§ **PASSAGE TO READ**
━━━

Allston in 2019: From ‘Rock City’ to college neighborhood
February 20, 2019
The exterior of Great Scott could most generously be described as understated. Allston’s favorite 240-person music venue does not have a marquee. There is no fluorescent sign inviting patrons in; the only thing that distinguishes Great Scott from the banks and Thai restaurants that line the rest of Commonwealth Avenue is a faded green awning over the building’s entrance.
But step inside and patrons are transported into a carefully crafted haven of alternative and indie rock music. The nightly concert crowd files in around 8 p.m., bringing a mix of loyal Allston music junkies and increasingly, out-of-towners who have traveled to the neighborhood to see a show at Great Scott. The intimate rock hall gained mainstream fame in 2016, when the national music website Consequence of Sound ranked it as the eighth-best concert hall in America.
Since 1996, Tim Philbin has managed both Great Scott and O’Brien’s Pub, a nearby bar and music venue. Philbin attributes Great Scott’s rising success to the hard work and precision of his staff.
“It’s a combination of our location, staff and attention to booking … even the music that’s played in between bands isn’t an accident, everything is very intentional,” Philbin said. “We have some of the best sound engineers in the city.”

━━━

§ **DIRECTIONS FOR THIS TASK**
Could you pick up the article on Allston and its Great Scott music venue and continue it from its last sentence? The records have no connection to the article on Allston and Great Scott.

§ **RECORDS SHOWN**

━━━

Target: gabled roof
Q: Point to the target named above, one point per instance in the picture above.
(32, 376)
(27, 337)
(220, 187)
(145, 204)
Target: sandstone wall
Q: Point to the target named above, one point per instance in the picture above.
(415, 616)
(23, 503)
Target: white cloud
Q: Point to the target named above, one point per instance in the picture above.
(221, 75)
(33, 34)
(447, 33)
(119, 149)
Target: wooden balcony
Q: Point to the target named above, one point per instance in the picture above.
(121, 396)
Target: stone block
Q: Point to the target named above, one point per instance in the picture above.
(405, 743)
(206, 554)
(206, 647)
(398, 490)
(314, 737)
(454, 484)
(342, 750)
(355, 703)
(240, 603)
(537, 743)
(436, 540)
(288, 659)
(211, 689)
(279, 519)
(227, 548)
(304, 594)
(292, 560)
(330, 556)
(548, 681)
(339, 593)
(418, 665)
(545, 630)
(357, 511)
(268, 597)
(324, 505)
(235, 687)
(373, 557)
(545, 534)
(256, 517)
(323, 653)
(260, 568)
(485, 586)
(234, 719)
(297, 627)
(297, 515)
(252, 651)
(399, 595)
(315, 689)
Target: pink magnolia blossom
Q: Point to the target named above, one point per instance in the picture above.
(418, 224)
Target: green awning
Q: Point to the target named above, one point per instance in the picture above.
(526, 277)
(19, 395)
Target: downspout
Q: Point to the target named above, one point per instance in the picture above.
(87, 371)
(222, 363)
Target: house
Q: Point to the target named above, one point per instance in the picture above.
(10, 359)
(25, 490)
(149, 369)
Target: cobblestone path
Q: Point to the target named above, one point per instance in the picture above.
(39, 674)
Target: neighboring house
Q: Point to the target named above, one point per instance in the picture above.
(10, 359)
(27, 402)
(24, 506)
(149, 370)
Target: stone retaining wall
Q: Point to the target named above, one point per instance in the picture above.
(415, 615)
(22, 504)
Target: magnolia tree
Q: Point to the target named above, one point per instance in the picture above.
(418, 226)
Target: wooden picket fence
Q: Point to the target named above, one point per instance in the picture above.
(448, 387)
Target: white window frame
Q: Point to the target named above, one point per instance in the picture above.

━━━

§ **TASK RESPONSE**
By local estimation, Great Scott and O’Brien’s Pub are some of the last remaining music venues in Allston that provide high-quality performance opportunities for area musicians. Allston, affectionately dubbed “Rock City” by locals, rose to prominence as the heart of Boston’s rock scene between the 1960s and 1980s when a growing community of young artists was drawn to the neighborhood’s rock halls and affordable rent. Now-famous acts like Aerosmith got their start in Commonwealth Avenue apartments, and many of these bands returned to Allston venues even after gaining national recognition.
“Artists tend to be working class individuals so they tend to flock to affordable neighborhoods,” said Emma Walters, executive director of Allston Village Main Streets, an organization that connects Allston’s small business community to technical resources offered by the city of Boston.
Walters, an eight-year resident of Allston and a graduate of Boston University, said that Allston’s “Rock City” identity, driven by an increasingly young student population, is anchored in the Allston community by venues like Great Scott and O’Brien’s Pub.
“You see a lot of bands who are graduating from basement shows because O’Briens is really accessible and affordable,” Walters said. “Like any neighborhood, though, there’s a real shift in the people who are able to live here.”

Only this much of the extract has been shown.